• **Exercise description**:
Omit images. Retype all entries verbatim.

• **Given data**:
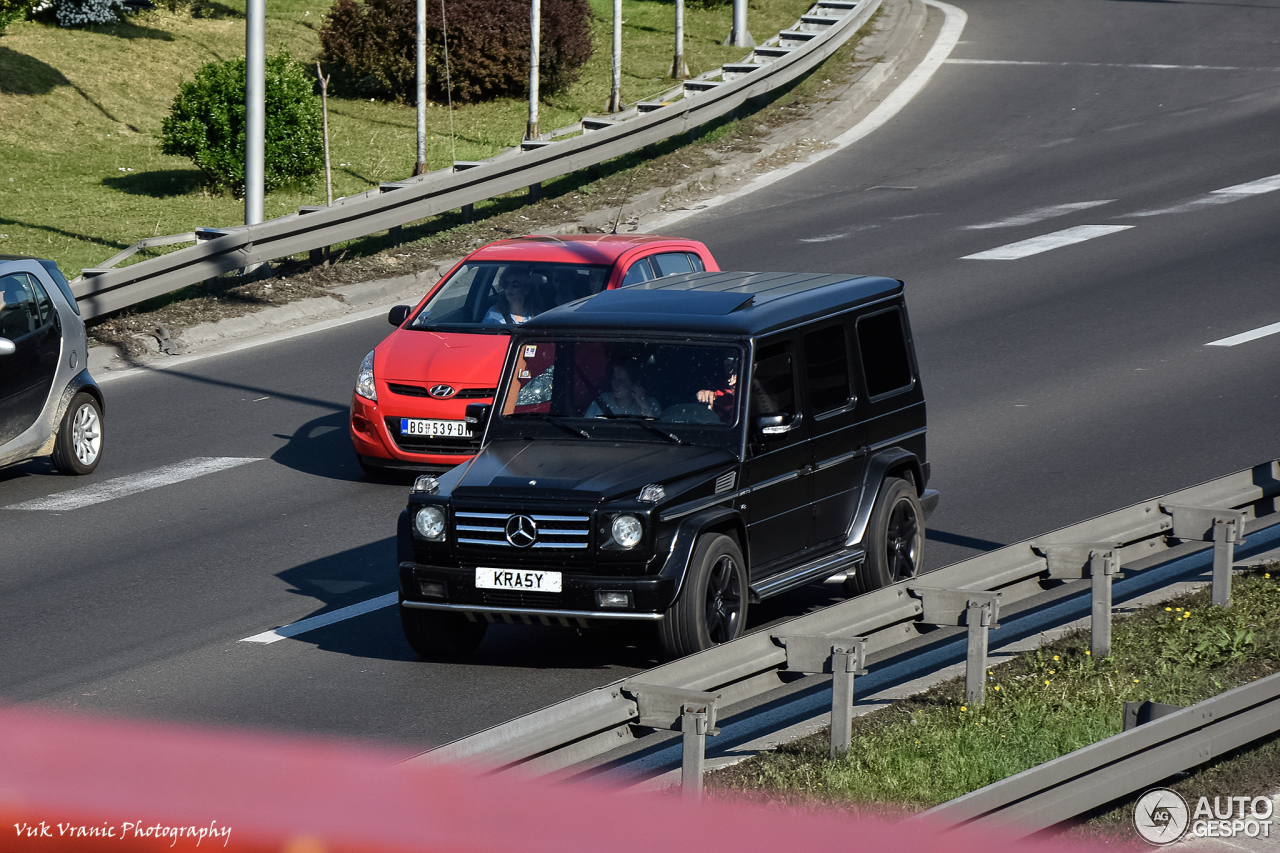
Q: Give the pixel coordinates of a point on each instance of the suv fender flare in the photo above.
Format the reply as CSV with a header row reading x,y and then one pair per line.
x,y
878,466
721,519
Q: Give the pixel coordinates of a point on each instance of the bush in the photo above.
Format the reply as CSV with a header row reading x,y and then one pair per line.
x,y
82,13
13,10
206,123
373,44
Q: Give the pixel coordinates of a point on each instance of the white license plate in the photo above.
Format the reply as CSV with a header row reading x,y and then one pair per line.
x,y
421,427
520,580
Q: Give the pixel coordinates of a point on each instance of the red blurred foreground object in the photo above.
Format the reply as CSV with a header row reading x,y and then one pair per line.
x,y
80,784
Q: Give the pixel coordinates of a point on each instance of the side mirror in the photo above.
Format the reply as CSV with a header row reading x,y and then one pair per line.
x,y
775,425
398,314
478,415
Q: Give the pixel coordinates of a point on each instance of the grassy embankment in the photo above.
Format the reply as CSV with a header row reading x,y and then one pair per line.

• **Exercise output**:
Q: Give the pixel coordinates of a point on each instance of the suv fender flare in the photo above.
Format the reply as CSV with a header row reading x,y and then one pair per line.
x,y
878,466
721,519
Q: Give the pixel coordinates of a point on each instance of the bush in the photo above.
Format the reply as CSV with a header row reading x,y and then one pair per line.
x,y
82,13
13,10
206,123
373,44
Q: Give the pixel coordinates of a point on each instance of the white license plate in the photo above.
Format the reply as CSV with a header row reading x,y and then one pair per line.
x,y
421,427
520,580
Q: Give the pixel coordinates of a point on each instance of the red blurred foreground object in the photo above.
Format the reply as CSV with a header row reading x,y and then one pair per line.
x,y
80,784
Q: Give the pixel coordinates of a point on each instance of the side mirror in the photo above.
Format the reply as CSV with a header row reading x,y and then one pair per line.
x,y
775,425
398,314
478,415
Q: Give the pixel coordinates of a point on each instance of the grassy embankment in the photo above.
Format the reply as CSV with a header row reading x,y and then one pair per line.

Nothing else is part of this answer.